DESCRIPTION OF THE TASK: May I have the lines from the one containing "Locate the perched" to the end of the entries, returned exactly and with nothing else?

——

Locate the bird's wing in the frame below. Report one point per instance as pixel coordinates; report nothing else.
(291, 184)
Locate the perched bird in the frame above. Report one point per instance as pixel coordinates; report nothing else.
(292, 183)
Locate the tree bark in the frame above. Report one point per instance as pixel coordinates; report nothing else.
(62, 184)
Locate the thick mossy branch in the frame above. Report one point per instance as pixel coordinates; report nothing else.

——

RESPONSE TO THIS TASK:
Locate the perched bird in the frame above. Report one point per instance as pixel coordinates; report nothing else.
(292, 183)
Locate the tree bark in the frame above. Report one point per instance as pixel coordinates; report nothing else.
(62, 184)
Locate the thick mossy branch in the frame above. Report one point per instance as pixel coordinates; report nothing else.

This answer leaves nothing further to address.